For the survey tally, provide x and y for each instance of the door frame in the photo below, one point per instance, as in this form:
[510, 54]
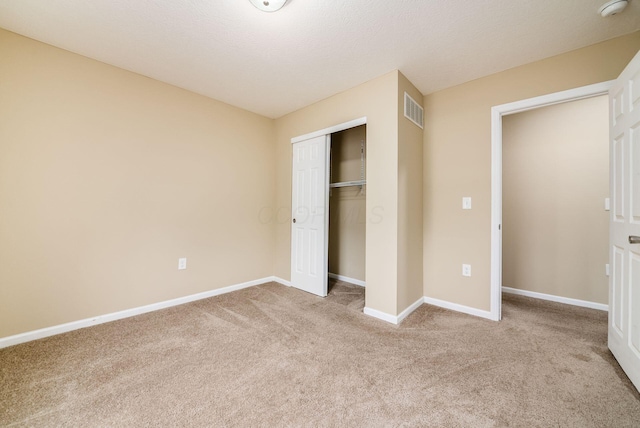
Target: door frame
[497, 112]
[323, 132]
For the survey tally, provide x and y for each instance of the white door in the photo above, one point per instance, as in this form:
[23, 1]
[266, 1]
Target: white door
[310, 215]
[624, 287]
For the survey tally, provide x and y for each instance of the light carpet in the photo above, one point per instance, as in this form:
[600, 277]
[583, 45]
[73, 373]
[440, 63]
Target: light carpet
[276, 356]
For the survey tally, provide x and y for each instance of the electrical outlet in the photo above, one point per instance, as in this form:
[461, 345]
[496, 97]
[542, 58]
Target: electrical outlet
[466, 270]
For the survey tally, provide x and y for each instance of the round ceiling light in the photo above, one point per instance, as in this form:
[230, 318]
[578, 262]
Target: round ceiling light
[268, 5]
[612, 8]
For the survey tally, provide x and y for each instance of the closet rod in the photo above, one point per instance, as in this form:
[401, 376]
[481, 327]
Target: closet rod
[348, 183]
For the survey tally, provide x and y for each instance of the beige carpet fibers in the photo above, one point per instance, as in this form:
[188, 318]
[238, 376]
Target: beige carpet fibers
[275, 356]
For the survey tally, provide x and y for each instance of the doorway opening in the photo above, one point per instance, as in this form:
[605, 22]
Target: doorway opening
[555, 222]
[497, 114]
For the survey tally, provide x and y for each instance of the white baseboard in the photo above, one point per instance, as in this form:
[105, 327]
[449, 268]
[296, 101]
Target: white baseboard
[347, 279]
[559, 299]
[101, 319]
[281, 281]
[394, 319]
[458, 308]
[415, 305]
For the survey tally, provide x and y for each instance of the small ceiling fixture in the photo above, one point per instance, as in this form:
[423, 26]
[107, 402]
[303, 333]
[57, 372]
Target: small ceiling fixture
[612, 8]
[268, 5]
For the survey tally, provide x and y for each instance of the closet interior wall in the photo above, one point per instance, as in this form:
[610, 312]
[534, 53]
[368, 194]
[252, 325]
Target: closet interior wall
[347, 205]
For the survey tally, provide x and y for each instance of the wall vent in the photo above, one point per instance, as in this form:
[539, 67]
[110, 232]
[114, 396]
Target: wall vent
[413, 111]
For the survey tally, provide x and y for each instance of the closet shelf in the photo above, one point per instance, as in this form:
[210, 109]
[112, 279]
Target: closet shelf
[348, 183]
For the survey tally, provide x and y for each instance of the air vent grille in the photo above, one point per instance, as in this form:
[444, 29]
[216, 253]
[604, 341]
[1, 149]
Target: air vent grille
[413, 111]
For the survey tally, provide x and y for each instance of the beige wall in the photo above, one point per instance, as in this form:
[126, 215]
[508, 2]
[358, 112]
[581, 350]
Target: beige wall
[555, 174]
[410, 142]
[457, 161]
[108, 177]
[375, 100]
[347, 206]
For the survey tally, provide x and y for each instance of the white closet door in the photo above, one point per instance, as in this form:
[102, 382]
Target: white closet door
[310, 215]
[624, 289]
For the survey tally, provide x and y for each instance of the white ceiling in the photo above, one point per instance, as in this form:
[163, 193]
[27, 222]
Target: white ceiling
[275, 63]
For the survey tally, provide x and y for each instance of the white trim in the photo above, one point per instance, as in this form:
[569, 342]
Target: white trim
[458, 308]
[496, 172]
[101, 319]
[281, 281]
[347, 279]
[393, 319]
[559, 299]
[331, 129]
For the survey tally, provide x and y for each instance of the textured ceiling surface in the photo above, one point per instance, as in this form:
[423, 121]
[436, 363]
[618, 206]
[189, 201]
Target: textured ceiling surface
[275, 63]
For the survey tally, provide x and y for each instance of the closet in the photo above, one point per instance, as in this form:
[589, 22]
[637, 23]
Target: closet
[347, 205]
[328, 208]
::::
Given task: Verbatim reproduction of every record is required; images are left out.

Exercise output:
For the survey tally, provide x and y for each instance of the door frame in the photo below, one point per instance, as in this form:
[510, 54]
Target: door frame
[497, 112]
[323, 132]
For the survey tally, provide x and y for each instance of the white door in the photo above, one point per instance, as in this form:
[23, 1]
[266, 1]
Target: white door
[310, 215]
[624, 287]
For the survey tally, provide x and y for each instance of the light carpet in the photo above, one point per instance, as in this form:
[600, 277]
[583, 45]
[73, 373]
[440, 63]
Target: light carpet
[276, 356]
For the survey tally, provide x and y for each instance of the electrical outlet in the photo above, one point per instance, as in this form:
[461, 345]
[496, 97]
[542, 58]
Target: electrical outlet
[466, 270]
For the survey tally, provide x and y for each instance of the round ceiling light in the photo above, one point per instance, as in this form:
[230, 318]
[578, 262]
Target: round ceiling light
[268, 5]
[612, 8]
For the survey tally, provide x and y for each instance of the closet rod in the photo above, one point per instance, as in this form:
[401, 376]
[481, 327]
Target: closet rod
[348, 183]
For the survey tally, provide x and y for each instance of the beige carpet fibers in the photo above, one point per instance, as in this form:
[188, 318]
[238, 376]
Target: beige carpet fibers
[275, 356]
For the survey tally, provide x and y for each instance of the doorway opening in the photo above, one point per instance, as in this form:
[605, 22]
Target: doorway opening
[555, 222]
[497, 114]
For the survey tally, provide x and y for each instance of the white baseboard in the photo above, one point per instance, as in this form:
[105, 327]
[449, 268]
[296, 101]
Target: white baseboard
[347, 279]
[559, 299]
[101, 319]
[281, 281]
[394, 319]
[458, 308]
[415, 305]
For the survey tally, provide x and y for each instance of the small ceiling fixture in the photo above, one point per instance, as in this form:
[423, 26]
[107, 402]
[303, 333]
[57, 372]
Target: small ceiling fixture
[612, 8]
[268, 5]
For the survey tally, provide x and y for each instance of the closet interior wall in the photo above, one point per instance, as in this form:
[610, 312]
[534, 53]
[368, 194]
[252, 325]
Target: closet interior wall
[347, 205]
For the survey tally, provide x and y for each instance of the wall vent in the photo above, one point per instance, as in this form:
[539, 67]
[110, 232]
[114, 396]
Target: wall vent
[413, 111]
For the survey tally, provide x and y for each instance of the closet shelf in the photo above, one point per instance, as in this form:
[210, 109]
[112, 279]
Target: closet shelf
[348, 183]
For the survey tally, provide x and y for each instance of the air vent grille in the photo above, one point per instance, as in this form:
[444, 29]
[216, 253]
[604, 341]
[1, 149]
Target: air vent grille
[413, 111]
For the survey tally, provide x and y for each instance of the beige wall in the photo above, one point per instance, as in this form:
[126, 215]
[508, 2]
[358, 112]
[581, 350]
Target: beige wall
[555, 174]
[410, 142]
[457, 161]
[108, 177]
[375, 100]
[347, 206]
For the survey tally, provide x and y for each instance of the white closet door in the photo above, one point per instance, as in this form:
[102, 382]
Target: white closet door
[310, 215]
[624, 289]
For the survey tally, provide x and y for each instance of the white ceiling in the photo above, one point per instance, as in this form:
[163, 193]
[27, 222]
Target: white ceiling
[275, 63]
For the survey tally, provide x and y for each instance of the white trim in the photo above, one point per instance, as in this form:
[569, 342]
Target: white trim
[458, 308]
[496, 172]
[101, 319]
[281, 281]
[347, 279]
[393, 319]
[559, 299]
[331, 129]
For the survey tally, provide x and y for each instance of the textured ceiling surface in the photo above, one point per instance, as in this form:
[423, 121]
[436, 363]
[618, 206]
[189, 201]
Target: textured ceiling surface
[275, 63]
For the survey tally, provide x and y for each instance of the closet in the photo above, one point per instance, as in this form:
[589, 22]
[637, 23]
Target: closet
[347, 205]
[328, 208]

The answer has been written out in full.